[Document section]
▼
Issue the following statement.
select table_name,logging from all_tables where table_name = <table name>;
-or-
select table_name,logging from all_indexes where index_name = <index name>;

Do tables have triggers that might cause some indirect DML on other tables?

Is Auditing enabled the contributor for this excessive redo generation?

Are tablespaces in hot backup mode?

select a.tablespace_name
from sys.dba_data_files a, sys.v_$backup b
where b.status = ‘ACTIVE’
and b.file# = a.file_id
group by a.tablespace_name;

Examine the log switches:

select lg.group#,lg.bytes/1024/1024 mb, lg.status, lg.archived,lf.member
from v$logfile lf, v$log lg where lg.group# = lf.group# order by 1, 2;
select to_char(first_time,'YYYY-MON-DD') "Date", to_char(first_time,'DY') day,
to_char(sum(decode(to_char(first_time,'HH24'),'00',1,0)),'999') "00",
to_char(sum(decode(to_char(first_time,'HH24'),'01',1,0)),'999') "01",
to_char(sum(decode(to_char(first_time,'HH24'),'02',1,0)),'999') "02",
to_char(sum(decode(to_char(first_time,'HH24'),'03',1,0)),'999') "03",
to_char(sum(decode(to_char(first_time,'HH24'),'04',1,0)),'999') "04",
to_char(sum(decode(to_char(first_time,'HH24'),'05',1,0)),'999') "05",
to_char(sum(decode(to_char(first_time,'HH24'),'06',1,0)),'999') "06",
to_char(sum(decode(to_char(first_time,'HH24'),'07',1,0)),'999') "07",
to_char(sum(decode(to_char(first_time,'HH24'),'08',1,0)),'999') "08",
to_char(sum(decode(to_char(first_time,'HH24'),'09',1,0)),'999') "09",
to_char(sum(decode(to_char(first_time,'HH24'),'10',1,0)),'999') "10",
to_char(sum(decode(to_char(first_time,'HH24'),'11',1,0)),'999') "11",
to_char(sum(decode(to_char(first_time,'HH24'),'12',1,0)),'999') "12",
to_char(sum(decode(to_char(first_time,'HH24'),'13',1,0)),'999') "13",
to_char(sum(decode(to_char(first_time,'HH24'),'14',1,0)),'999') "14",
to_char(sum(decode(to_char(first_time,'HH24'),'15',1,0)),'999') "15",
to_char(sum(decode(to_char(first_time,'HH24'),'16',1,0)),'999') "16",
to_char(sum(decode(to_char(first_time,'HH24'),'17',1,0)),'999') "17",
to_char(sum(decode(to_char(first_time,'HH24'),'18',1,0)),'999') "18",
to_char(sum(decode(to_char(first_time,'HH24'),'19',1,0)),'999') "19",
to_char(sum(decode(to_char(first_time,'HH24'),'20',1,0)),'999') "20",
to_char(sum(decode(to_char(first_time,'HH24'),'21',1,0)),'999') "21",
to_char(sum(decode(to_char(first_time,'HH24'),'22',1,0)),'999') "22",
to_char(sum(decode(to_char(first_time,'HH24'),'23',1,0)),'999') "23" ,
count(*) Total from v$log_history group by to_char(first_time,'YYYY-MON-DD'), to_char(first_time,'DY')
▲
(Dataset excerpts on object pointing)
▼
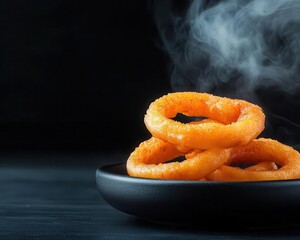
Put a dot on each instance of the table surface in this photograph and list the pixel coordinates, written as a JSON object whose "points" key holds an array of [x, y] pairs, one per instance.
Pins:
{"points": [[54, 196]]}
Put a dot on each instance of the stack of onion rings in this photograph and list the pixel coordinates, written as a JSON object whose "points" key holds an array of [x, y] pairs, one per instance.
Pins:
{"points": [[227, 136]]}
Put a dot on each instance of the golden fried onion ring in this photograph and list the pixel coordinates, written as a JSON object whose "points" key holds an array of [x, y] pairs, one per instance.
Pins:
{"points": [[235, 122], [148, 161], [260, 150]]}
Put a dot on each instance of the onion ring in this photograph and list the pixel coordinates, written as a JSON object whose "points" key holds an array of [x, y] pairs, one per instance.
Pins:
{"points": [[260, 150], [148, 161], [235, 122]]}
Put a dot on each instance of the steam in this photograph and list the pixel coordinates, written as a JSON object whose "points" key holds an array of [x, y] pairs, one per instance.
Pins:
{"points": [[233, 47], [237, 48]]}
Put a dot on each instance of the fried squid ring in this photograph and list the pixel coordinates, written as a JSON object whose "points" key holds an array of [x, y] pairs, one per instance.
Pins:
{"points": [[263, 166], [148, 161], [260, 150], [234, 122]]}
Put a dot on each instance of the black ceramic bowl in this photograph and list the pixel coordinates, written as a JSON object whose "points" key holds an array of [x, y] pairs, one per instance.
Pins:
{"points": [[219, 204]]}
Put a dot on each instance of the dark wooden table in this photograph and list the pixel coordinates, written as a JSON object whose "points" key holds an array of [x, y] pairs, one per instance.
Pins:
{"points": [[54, 196]]}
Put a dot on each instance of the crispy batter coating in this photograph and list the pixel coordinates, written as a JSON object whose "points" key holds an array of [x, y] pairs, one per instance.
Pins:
{"points": [[260, 150], [232, 122], [149, 160]]}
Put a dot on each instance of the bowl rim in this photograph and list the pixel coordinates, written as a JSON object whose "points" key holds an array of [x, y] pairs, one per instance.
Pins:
{"points": [[106, 171]]}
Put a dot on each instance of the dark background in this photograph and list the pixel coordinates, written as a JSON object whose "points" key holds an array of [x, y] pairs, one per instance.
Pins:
{"points": [[77, 75]]}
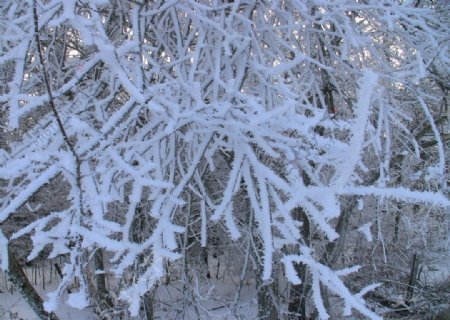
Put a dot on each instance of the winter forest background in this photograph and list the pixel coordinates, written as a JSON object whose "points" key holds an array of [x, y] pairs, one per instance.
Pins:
{"points": [[224, 159]]}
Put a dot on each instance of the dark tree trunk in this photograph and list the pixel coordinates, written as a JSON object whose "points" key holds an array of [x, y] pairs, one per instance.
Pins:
{"points": [[20, 280]]}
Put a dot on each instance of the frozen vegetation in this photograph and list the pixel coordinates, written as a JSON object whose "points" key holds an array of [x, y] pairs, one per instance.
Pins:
{"points": [[224, 159]]}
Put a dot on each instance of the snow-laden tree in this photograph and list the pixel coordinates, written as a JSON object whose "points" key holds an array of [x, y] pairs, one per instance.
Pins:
{"points": [[134, 101]]}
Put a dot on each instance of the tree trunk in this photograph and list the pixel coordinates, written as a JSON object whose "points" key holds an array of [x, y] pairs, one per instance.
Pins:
{"points": [[102, 295], [299, 292], [266, 307], [20, 280]]}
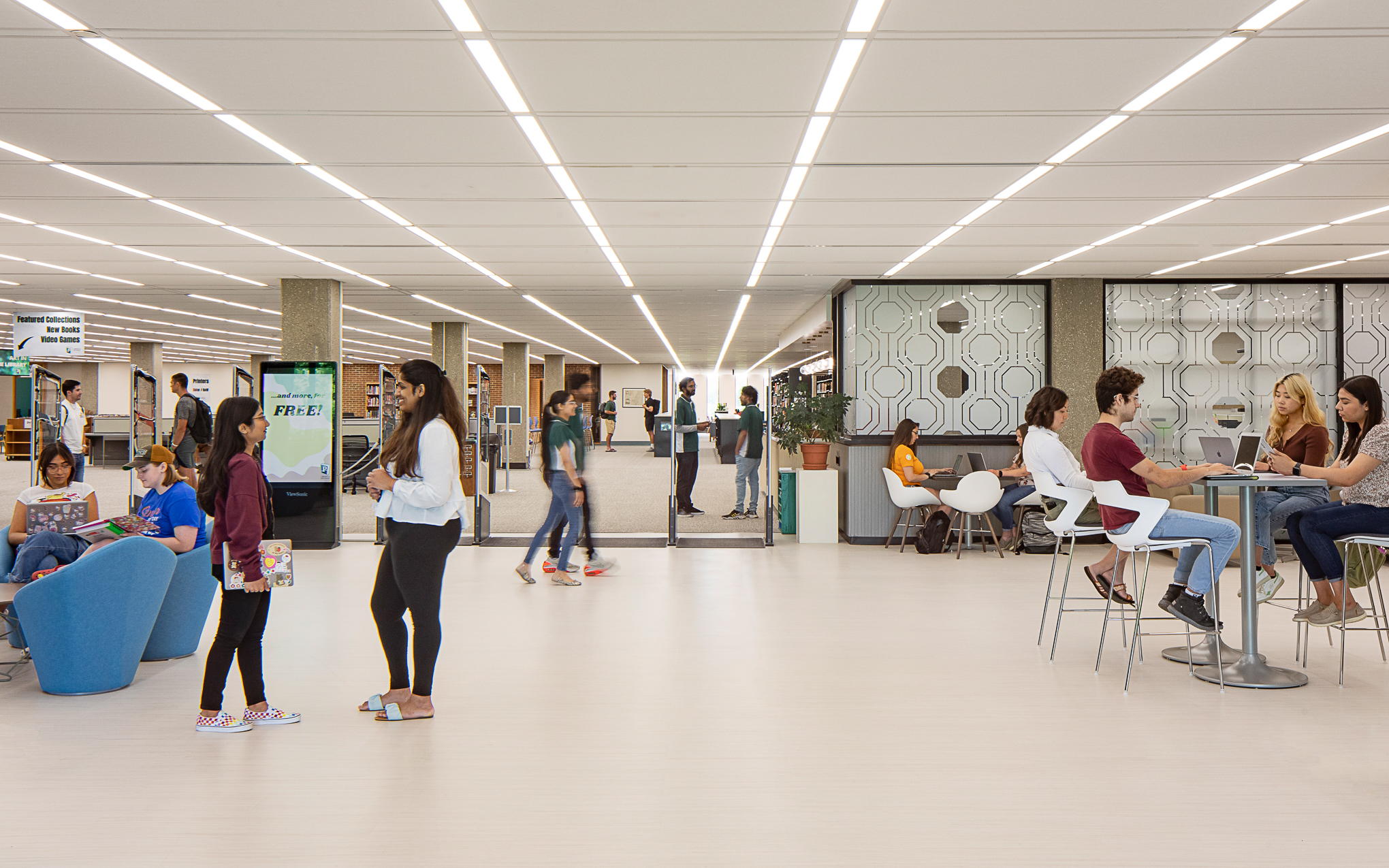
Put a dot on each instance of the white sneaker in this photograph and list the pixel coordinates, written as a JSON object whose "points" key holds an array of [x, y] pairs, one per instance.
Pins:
{"points": [[1266, 585], [223, 722], [599, 564]]}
▲
[Work instructions]
(a) The document section on redo generation says to check tables for triggers. What reason does it give for that check?
(b) Answer these questions from the document section on redo generation:
(i) Besides all_tables, which view does it query to check the logging setting?
(ii) Which view does the hot backup query join with sys.dba_data_files?
(iii) From which view does the query that counts log switches by hour read its data?

[Solutions in order]
(a) The section asks whether tables have triggers that might cause some indirect DML on other tables. This check comes up while the section looks into excessive redo generation.

(b)
(i) all_indexes
(ii) sys.v_$backup
(iii) v$log_history